START DATASET ENTRIES
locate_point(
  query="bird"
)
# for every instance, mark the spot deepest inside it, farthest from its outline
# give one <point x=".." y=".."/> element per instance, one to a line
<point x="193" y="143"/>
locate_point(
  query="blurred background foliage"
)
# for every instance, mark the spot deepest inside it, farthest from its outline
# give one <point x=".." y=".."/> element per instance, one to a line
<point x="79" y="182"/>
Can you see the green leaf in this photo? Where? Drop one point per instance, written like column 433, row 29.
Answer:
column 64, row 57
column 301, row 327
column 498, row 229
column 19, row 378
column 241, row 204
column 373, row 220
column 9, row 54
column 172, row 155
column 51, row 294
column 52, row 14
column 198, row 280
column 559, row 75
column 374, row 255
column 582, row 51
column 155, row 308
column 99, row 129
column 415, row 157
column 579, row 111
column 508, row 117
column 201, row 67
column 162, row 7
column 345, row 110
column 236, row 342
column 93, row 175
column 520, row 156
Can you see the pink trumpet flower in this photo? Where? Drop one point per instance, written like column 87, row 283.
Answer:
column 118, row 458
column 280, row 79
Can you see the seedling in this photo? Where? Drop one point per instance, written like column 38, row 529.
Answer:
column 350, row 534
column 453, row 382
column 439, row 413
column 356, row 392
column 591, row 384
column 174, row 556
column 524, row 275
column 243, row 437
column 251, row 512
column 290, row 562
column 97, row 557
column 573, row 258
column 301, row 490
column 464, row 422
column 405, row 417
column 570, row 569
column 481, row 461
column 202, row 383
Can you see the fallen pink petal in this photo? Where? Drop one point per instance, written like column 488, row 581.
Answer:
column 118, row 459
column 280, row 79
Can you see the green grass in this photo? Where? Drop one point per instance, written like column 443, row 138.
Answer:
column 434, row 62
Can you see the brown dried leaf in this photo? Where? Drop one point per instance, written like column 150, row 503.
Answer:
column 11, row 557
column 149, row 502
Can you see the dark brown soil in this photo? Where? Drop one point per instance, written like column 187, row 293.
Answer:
END DATASET ENTRIES
The complete material above is to be retyped word for word.

locate_point(
  query="bird"
)
# for every instance, mark the spot deepest inside it, farthest from its outline
# give one <point x=".." y=".."/> element per instance, one to a line
<point x="193" y="143"/>
locate_point(
  query="blurred background foliage"
)
# for every instance, mark the spot deepest inside it, farthest from its outline
# give one <point x=".." y=".."/> element per instance, one to a line
<point x="79" y="182"/>
Can you see the green leaf in this photo? Where? Drop one point per instance, written like column 433, row 29.
Answer:
column 64, row 57
column 301, row 327
column 498, row 229
column 19, row 378
column 241, row 204
column 373, row 220
column 9, row 54
column 172, row 155
column 51, row 294
column 52, row 14
column 198, row 280
column 559, row 75
column 374, row 255
column 582, row 51
column 155, row 308
column 99, row 129
column 415, row 157
column 579, row 111
column 508, row 117
column 201, row 67
column 162, row 7
column 345, row 110
column 236, row 342
column 93, row 175
column 520, row 156
Can you see the pink trumpet flower in this photo? Where? Drop one point per instance, written like column 87, row 283.
Answer:
column 118, row 458
column 280, row 79
Can you see the seedling in this photo? Where? Drop one point per instance, written like column 38, row 529.
Answer:
column 350, row 534
column 453, row 382
column 439, row 413
column 356, row 392
column 591, row 384
column 174, row 556
column 524, row 275
column 243, row 437
column 251, row 512
column 290, row 562
column 97, row 557
column 573, row 258
column 301, row 490
column 464, row 422
column 405, row 417
column 570, row 569
column 481, row 461
column 202, row 383
Can you see the fallen pink petal in this photo? Where? Drop one point per instance, written like column 488, row 581.
Answer:
column 118, row 459
column 280, row 79
Can you see the green grass in this photo? Where? Drop one point per instance, written like column 443, row 138.
Answer:
column 434, row 62
Can you see the brown dried leaf in this photo? Where? Drop one point per instance, written like column 150, row 503.
Answer:
column 11, row 557
column 149, row 502
Can you see the dark brown soil in this photo? Where? Drop one point per instance, written like column 187, row 293.
Answer:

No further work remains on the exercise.